DATA RECORDS -
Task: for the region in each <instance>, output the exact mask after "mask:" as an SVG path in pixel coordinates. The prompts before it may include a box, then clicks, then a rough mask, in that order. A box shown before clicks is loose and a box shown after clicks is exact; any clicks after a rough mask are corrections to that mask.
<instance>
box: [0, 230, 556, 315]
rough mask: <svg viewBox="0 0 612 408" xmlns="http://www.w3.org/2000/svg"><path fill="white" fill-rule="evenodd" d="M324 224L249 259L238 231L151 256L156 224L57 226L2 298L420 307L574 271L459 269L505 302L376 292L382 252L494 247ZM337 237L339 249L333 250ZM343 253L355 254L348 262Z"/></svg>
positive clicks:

BRIEF - Read the listing. Copy each line that has the word "rough" in it.

SOLUTION TO THIS EXERCISE -
Task: for the region in each <instance>, output the exact mask after "mask:" as an SVG path in pixel coordinates. The prompts before it may include a box, then clicks, then a rough mask, in that order. A box shown before clicks is loose and a box shown after clicks is exact; any clicks after a rough mask are corrections to that mask.
rough mask: <svg viewBox="0 0 612 408" xmlns="http://www.w3.org/2000/svg"><path fill="white" fill-rule="evenodd" d="M324 224L249 259L238 231L151 256L156 224L57 226L2 298L420 307L574 271L459 269L505 302L376 292L382 252L494 247ZM337 237L339 249L333 250ZM343 253L355 254L348 262Z"/></svg>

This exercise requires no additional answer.